RECORDS FOR PROCESSING:
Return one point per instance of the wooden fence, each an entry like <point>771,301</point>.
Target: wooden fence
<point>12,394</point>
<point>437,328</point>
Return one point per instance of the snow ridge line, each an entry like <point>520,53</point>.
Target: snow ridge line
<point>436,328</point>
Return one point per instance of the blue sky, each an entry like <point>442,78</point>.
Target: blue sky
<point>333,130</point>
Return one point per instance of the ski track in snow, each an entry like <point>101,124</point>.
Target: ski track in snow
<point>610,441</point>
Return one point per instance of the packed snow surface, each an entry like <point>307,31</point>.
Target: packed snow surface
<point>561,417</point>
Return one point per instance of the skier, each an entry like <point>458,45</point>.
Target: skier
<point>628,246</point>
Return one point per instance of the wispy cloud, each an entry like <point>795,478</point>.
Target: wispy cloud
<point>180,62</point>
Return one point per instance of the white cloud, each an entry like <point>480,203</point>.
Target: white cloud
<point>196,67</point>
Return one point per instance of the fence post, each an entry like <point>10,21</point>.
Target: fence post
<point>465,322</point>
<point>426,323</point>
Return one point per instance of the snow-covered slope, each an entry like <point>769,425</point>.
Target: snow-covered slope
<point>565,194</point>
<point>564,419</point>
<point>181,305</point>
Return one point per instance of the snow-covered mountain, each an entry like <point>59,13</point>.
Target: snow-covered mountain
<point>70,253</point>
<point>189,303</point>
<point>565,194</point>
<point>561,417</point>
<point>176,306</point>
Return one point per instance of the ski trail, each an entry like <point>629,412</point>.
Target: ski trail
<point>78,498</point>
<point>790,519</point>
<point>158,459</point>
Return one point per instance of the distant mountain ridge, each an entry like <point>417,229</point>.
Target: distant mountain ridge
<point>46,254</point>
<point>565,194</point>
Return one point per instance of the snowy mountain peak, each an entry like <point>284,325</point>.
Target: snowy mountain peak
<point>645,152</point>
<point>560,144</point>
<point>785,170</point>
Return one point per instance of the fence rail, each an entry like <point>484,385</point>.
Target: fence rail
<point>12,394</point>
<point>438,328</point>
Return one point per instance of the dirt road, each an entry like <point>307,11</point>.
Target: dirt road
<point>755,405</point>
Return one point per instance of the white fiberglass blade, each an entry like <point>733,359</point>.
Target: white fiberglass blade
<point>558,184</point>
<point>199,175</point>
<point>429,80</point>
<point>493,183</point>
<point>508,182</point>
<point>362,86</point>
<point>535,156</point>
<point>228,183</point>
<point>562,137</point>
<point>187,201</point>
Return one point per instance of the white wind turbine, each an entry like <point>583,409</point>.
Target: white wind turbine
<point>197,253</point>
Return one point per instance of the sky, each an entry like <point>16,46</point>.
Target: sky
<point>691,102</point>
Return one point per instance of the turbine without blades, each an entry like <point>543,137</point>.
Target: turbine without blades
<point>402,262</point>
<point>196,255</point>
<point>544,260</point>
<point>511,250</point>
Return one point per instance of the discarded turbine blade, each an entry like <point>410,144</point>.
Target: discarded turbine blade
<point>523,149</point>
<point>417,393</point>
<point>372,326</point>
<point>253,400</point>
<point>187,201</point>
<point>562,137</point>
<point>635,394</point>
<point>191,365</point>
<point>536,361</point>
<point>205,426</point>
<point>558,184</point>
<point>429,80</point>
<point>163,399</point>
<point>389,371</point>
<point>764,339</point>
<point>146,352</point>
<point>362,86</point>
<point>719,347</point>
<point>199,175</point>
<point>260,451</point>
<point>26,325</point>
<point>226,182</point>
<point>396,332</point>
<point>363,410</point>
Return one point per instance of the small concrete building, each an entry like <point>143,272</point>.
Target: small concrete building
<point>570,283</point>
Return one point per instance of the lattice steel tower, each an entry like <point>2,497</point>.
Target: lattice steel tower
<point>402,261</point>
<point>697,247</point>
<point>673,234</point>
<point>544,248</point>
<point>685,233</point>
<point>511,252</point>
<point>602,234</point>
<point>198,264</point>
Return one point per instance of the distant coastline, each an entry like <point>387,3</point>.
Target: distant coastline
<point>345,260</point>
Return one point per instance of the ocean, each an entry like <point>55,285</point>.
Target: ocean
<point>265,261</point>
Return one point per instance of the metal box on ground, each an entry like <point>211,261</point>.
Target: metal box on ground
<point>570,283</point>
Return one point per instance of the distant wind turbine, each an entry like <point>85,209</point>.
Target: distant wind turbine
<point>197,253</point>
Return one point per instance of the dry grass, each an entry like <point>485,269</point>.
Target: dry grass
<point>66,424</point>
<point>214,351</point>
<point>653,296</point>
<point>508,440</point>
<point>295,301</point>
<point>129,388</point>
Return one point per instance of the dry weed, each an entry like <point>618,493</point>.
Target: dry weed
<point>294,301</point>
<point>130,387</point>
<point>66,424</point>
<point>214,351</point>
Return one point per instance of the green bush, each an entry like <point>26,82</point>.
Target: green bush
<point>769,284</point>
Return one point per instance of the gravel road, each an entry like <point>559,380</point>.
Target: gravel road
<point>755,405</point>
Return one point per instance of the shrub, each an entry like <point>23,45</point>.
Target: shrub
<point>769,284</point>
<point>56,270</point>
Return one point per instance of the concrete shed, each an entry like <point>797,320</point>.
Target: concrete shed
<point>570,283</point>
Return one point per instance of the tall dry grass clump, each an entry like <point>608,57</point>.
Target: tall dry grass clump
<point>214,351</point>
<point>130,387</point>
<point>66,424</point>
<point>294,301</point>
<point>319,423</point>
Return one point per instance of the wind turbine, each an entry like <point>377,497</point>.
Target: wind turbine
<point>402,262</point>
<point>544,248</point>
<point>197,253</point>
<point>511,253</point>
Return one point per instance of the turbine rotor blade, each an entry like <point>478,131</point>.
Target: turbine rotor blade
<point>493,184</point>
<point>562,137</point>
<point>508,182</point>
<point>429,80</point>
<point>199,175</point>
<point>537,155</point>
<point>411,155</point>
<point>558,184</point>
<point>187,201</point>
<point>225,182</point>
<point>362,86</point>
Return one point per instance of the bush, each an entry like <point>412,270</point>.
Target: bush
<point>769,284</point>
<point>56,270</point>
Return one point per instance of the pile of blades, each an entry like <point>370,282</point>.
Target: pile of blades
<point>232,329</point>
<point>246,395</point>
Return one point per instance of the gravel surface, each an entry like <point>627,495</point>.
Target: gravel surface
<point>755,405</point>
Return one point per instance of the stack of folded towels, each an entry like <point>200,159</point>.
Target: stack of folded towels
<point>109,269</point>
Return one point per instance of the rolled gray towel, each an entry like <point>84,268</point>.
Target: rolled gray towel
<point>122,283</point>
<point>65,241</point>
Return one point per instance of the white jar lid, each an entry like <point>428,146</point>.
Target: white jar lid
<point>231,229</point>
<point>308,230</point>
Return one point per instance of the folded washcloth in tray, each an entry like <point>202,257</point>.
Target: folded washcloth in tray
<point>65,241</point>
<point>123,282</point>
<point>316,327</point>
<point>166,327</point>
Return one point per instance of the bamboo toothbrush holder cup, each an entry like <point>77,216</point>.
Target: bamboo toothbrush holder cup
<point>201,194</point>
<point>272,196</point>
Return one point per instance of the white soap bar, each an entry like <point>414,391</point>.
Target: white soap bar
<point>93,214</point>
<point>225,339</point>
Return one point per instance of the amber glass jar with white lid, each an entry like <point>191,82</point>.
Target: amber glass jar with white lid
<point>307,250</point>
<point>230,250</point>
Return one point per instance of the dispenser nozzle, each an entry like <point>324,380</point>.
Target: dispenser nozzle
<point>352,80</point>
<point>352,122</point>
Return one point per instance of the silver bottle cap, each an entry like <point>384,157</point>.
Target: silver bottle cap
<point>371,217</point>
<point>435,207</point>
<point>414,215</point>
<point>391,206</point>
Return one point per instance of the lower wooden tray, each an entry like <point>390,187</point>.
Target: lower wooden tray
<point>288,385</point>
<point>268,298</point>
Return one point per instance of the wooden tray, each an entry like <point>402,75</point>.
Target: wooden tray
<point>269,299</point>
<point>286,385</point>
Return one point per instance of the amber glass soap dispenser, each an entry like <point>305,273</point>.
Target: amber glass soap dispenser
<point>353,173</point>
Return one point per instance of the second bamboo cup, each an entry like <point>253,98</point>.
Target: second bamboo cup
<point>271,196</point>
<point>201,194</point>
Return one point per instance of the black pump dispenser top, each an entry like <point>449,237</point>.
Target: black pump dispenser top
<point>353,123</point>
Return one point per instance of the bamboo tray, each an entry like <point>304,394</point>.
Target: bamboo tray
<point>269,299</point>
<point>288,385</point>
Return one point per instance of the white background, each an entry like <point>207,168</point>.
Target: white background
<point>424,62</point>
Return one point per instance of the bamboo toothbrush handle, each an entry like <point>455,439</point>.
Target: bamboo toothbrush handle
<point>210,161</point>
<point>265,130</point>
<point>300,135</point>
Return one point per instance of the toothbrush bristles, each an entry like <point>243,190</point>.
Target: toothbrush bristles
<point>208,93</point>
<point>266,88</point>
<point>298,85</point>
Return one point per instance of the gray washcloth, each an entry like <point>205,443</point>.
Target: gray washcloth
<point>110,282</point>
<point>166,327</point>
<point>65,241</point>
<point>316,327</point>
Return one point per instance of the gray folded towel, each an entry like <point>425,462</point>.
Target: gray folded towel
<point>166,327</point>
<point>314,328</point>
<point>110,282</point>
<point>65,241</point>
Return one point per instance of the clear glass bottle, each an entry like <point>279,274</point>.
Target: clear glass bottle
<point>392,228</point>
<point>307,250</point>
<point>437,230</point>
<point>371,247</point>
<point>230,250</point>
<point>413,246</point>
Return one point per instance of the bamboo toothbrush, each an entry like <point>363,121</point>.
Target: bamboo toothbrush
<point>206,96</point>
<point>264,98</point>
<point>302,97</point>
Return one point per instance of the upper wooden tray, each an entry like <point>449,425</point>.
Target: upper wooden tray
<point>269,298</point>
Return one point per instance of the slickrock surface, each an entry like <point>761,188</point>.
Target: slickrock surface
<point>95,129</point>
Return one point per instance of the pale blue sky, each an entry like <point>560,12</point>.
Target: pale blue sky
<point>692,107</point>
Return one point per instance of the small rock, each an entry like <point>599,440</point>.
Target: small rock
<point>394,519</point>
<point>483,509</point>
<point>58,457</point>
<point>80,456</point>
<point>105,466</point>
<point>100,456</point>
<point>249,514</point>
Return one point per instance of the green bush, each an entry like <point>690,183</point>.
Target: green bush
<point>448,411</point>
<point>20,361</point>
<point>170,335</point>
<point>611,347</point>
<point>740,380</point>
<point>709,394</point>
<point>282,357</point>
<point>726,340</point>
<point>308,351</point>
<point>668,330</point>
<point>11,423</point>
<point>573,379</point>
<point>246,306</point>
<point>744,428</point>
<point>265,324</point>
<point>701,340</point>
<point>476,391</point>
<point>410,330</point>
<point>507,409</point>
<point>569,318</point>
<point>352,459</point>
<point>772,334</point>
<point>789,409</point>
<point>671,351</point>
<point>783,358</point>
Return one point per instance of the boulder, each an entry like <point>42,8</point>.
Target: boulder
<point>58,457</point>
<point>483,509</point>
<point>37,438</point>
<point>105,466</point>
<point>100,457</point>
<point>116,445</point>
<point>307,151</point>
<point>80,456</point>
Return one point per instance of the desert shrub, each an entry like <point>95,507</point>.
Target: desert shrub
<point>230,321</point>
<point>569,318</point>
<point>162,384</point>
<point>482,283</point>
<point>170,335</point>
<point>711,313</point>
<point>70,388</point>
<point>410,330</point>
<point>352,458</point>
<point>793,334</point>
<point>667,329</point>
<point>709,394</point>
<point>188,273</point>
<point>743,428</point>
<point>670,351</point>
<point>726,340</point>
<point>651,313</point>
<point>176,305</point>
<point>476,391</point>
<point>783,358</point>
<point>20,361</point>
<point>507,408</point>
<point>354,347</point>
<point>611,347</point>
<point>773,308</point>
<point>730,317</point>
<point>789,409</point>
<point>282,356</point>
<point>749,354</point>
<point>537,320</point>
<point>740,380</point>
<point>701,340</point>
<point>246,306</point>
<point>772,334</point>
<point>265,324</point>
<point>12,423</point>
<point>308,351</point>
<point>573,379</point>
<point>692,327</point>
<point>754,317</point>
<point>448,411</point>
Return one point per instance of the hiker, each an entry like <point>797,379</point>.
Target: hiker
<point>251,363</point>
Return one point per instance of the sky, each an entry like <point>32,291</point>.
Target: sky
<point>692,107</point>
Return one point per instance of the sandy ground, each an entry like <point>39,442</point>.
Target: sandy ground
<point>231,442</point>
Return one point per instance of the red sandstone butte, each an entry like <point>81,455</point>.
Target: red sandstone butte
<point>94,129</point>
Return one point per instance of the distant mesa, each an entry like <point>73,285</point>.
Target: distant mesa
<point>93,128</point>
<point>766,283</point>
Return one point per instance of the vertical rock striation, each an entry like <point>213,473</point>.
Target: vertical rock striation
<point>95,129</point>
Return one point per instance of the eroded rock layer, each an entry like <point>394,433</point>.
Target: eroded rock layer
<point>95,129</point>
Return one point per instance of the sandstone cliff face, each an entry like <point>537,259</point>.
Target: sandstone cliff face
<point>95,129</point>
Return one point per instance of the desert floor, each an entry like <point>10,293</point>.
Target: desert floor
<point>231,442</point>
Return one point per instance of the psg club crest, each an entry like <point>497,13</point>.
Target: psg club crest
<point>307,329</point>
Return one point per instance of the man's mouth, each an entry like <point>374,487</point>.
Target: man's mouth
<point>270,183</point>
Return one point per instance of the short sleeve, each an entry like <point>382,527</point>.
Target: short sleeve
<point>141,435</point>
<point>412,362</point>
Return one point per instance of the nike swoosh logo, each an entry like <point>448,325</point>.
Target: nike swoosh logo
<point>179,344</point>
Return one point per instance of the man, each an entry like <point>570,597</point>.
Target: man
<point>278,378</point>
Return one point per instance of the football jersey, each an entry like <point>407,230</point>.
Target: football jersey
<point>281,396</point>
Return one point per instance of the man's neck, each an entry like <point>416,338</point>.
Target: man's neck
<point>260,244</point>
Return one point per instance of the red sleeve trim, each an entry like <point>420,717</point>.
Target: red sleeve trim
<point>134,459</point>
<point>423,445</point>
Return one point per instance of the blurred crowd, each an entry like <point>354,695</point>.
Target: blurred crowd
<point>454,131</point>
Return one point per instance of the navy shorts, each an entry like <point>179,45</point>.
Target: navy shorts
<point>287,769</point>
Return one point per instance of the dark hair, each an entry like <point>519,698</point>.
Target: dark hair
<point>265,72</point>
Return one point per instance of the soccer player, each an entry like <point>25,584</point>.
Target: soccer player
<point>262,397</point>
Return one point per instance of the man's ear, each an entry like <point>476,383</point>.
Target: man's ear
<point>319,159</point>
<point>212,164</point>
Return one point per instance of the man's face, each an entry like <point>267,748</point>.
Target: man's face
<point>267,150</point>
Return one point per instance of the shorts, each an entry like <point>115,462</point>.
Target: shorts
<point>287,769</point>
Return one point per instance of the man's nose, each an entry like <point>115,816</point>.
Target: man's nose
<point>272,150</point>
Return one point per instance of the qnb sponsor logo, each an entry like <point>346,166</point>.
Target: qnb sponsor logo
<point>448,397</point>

INSTRUCTIONS FOR THE TASK: Copy out the lines above, from the one holding "Target: shorts" through the final line, with no other lines.

EXERCISE OUTPUT:
Target: shorts
<point>287,769</point>
Return one point per instance of the man's nose, each an entry like <point>115,816</point>.
Target: man's nose
<point>272,150</point>
Return one point per instance of the qnb sponsor logo, each an entry like <point>346,166</point>.
Target: qnb sponsor logo
<point>448,397</point>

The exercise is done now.